### Do this
Repeat the records exactly. Every line must match.

*-*-*

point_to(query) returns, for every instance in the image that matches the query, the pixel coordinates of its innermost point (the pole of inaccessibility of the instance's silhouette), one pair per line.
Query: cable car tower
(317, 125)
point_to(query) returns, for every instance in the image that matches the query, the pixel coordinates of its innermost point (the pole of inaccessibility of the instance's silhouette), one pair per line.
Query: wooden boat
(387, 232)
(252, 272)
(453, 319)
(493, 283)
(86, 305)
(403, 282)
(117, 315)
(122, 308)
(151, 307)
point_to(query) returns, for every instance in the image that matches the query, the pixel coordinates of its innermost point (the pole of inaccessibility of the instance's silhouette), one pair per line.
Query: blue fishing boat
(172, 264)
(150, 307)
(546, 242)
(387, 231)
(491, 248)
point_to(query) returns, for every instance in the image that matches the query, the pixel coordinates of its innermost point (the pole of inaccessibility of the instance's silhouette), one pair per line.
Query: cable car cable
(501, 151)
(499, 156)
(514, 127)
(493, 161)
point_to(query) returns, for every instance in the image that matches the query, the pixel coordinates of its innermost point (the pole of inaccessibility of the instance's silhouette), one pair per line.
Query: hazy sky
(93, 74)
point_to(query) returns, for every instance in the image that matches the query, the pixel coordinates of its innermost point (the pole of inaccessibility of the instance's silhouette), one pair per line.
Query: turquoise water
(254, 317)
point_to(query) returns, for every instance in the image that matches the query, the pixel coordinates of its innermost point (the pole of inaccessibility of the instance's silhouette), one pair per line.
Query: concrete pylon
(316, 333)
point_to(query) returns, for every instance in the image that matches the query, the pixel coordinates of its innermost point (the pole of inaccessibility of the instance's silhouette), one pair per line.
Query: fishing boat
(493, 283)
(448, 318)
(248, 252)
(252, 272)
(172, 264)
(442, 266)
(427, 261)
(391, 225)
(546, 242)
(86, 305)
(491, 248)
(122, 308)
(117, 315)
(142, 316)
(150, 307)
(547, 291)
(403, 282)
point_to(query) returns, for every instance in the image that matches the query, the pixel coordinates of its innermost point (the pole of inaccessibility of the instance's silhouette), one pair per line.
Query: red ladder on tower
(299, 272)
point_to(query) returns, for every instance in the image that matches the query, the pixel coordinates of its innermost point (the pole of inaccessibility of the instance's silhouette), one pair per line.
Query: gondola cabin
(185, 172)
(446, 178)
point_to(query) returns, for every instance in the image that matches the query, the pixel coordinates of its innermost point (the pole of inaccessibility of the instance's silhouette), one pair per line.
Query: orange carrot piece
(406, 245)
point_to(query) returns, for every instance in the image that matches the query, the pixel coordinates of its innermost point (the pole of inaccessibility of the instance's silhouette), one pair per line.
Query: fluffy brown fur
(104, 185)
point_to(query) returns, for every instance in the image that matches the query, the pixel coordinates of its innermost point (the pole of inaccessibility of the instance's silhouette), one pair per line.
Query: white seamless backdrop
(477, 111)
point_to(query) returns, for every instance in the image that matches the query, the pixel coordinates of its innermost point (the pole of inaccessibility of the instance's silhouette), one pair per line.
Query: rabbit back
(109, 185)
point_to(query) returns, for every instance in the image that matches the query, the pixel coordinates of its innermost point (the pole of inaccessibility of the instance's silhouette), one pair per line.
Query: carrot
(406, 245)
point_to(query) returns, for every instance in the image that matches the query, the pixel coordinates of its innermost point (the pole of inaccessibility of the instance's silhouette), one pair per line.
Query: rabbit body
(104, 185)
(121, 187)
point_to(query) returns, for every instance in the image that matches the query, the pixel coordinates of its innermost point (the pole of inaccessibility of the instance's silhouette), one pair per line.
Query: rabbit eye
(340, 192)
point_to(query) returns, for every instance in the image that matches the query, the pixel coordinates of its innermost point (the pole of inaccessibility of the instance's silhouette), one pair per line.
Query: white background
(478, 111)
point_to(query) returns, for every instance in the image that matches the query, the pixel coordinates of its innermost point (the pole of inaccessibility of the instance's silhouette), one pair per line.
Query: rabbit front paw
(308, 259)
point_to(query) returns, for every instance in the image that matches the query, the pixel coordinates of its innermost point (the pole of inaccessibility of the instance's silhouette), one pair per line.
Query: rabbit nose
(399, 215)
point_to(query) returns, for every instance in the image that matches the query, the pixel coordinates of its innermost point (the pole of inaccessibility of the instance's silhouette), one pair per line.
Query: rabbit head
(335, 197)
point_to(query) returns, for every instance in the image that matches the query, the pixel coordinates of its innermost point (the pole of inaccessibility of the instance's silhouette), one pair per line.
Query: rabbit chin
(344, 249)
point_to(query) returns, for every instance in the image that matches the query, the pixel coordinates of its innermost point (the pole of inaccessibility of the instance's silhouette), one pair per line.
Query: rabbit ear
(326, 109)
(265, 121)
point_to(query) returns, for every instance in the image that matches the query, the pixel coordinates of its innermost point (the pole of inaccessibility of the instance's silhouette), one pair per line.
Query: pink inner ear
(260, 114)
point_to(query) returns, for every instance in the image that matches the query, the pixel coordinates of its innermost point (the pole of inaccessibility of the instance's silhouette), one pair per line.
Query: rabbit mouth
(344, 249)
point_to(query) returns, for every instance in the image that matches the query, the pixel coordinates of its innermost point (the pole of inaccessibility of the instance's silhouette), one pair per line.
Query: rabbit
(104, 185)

*-*-*

### Response for this exercise
point_to(query) returns, for every instance in the image that matches the query, the pixel coordinates of its innermost point (the pole of inaccessibility of the instance's silhouette), one pair per line.
Query: cable car tower
(317, 125)
point_to(query) returns, for every instance in the image that matches the query, the pixel coordinates of its innermost point (the pole of inaccessibility of the instance's silhouette), one pair per line.
Query: wooden boat
(387, 232)
(252, 272)
(453, 319)
(493, 283)
(86, 305)
(403, 282)
(117, 315)
(122, 308)
(151, 307)
point_to(query) returns, for every instance in the image that matches the query, the pixel coordinates of its innermost point (the pole of inaccessibility of the instance's silhouette), one pair per line.
Query: blue fishing boat
(172, 264)
(150, 307)
(546, 242)
(387, 231)
(491, 248)
point_to(query) returns, for every instance in the image that matches the query, the pixel coordinates of its innermost point (the pole of inaccessibility of the instance's silhouette), one pair per line.
Query: cable car cable
(501, 151)
(499, 156)
(514, 127)
(493, 161)
point_to(query) returns, for every instance in the image that matches the query, the pixel coordinates of its innermost point (the pole of inaccessibility of the instance's silhouette), one pair per line.
Query: hazy sky
(93, 74)
point_to(query) returns, for every instance in the image that matches the query, the pixel coordinates of its innermost point (the pole of inaccessibility of the instance's silhouette), one pair per line.
Query: turquoise water
(254, 317)
point_to(query) returns, for every instance in the image that matches the query, the pixel coordinates of its innermost point (the pole of inaccessibility of the instance's silhouette), one pair per line.
Query: concrete pylon
(316, 333)
point_to(query) returns, for every instance in the image that matches the query, the pixel coordinates of its innermost point (the pole of inaccessibility of the instance's silhouette), one pair per line.
Query: fishing boat
(493, 283)
(448, 318)
(248, 252)
(252, 272)
(172, 264)
(442, 266)
(427, 261)
(391, 225)
(546, 242)
(86, 305)
(491, 248)
(122, 308)
(117, 315)
(142, 316)
(150, 307)
(547, 291)
(403, 282)
point_to(query) returns, for every instance in the image that matches the query, the pixel coordinates of its innermost point (the pole of inaccessibility of the instance's silhouette), one pair per line.
Query: red ladder on tower
(299, 272)
point_to(query) returns, for every instance in the image that matches the query, the pixel coordinates of its innermost point (the pole of inaccessibility of the instance's silhouette), one pair per line.
Query: gondola cabin
(185, 172)
(446, 178)
point_to(query) returns, for every instance in the image that matches the query, the pixel coordinates of its innermost point (the pole of inaccessibility of the instance's silhouette), one pair per line.
Query: orange carrot piece
(406, 245)
point_to(query) returns, for every instance in the image that matches the query, the pixel coordinates of its innermost point (the pole of inaccessibility of the instance's silhouette), one pair per line.
Query: fluffy brown fur
(104, 185)
point_to(query) returns, for every instance in the image that matches the query, the pixel coordinates of its innermost point (the pole of inaccessibility of the instance's silhouette), one pair per line.
Query: white seamless backdrop
(477, 111)
point_to(query) returns, for every instance in the image that matches the query, the pixel coordinates of its innermost point (the pole of inaccessibility of the instance's silhouette), one pair per line.
Query: rabbit back
(109, 185)
point_to(query) returns, for every instance in the image that matches the query, the pixel coordinates of its innermost point (the pole of inaccessibility of the instance's silhouette), one pair per line.
Query: carrot
(406, 245)
point_to(query) returns, for every instance in the image that matches the query, the pixel coordinates of its innermost point (the pole of inaccessibility of the instance's silhouette), one pair per line.
Query: rabbit body
(104, 185)
(121, 187)
point_to(query) returns, for every instance in the image that matches the query, the pixel coordinates of its innermost point (the pole of inaccessibility of the instance's silhouette), one pair per line.
Query: rabbit eye
(340, 192)
point_to(query) returns, for every instance in the image that matches the query, the pixel coordinates of its innermost point (the pole of inaccessibility of the instance's silhouette), one pair per line.
Query: white background
(478, 111)
point_to(query) returns, for every instance in the image that matches the query, the pixel coordinates of its innermost point (the pole of inaccessibility of the instance's silhouette), one pair per line.
Query: rabbit front paw
(308, 259)
point_to(query) returns, for every instance in the image that matches the query, the pixel coordinates of its innermost point (the pole of inaccessibility of the instance's silhouette), one pair per line.
Query: rabbit nose
(399, 215)
point_to(query) returns, for every instance in the image that matches the query, the pixel coordinates of its innermost point (the pole of inaccessibility of the instance's silhouette), one pair per line.
Query: rabbit head
(335, 197)
point_to(query) returns, for every instance in the image that matches the query, the pixel coordinates of its innermost point (the pole of inaccessibility of the instance's silhouette), one pair per line.
Query: rabbit chin
(344, 249)
point_to(query) returns, for every instance in the image that matches the query, the pixel coordinates of its innermost point (the pole of inaccessibility of the instance's silhouette), one pair per line.
Query: rabbit ear
(326, 109)
(265, 121)
point_to(query) returns, for every instance in the image that matches the query, the pixel coordinates of its innermost point (the pole of inaccessibility of the instance's silhouette), one pair per line.
Query: pink inner ear
(260, 114)
point_to(query) returns, for every instance in the image that matches the query, the pixel coordinates of its innermost point (the pole of inaccessibility of the instance's silhouette), one pair per line.
Query: rabbit mouth
(344, 249)
point_to(query) returns, for every instance in the image that matches the query, the pixel coordinates of its innermost point (the pole of inaccessibility of the instance's silhouette), one pair per line.
Query: rabbit
(104, 185)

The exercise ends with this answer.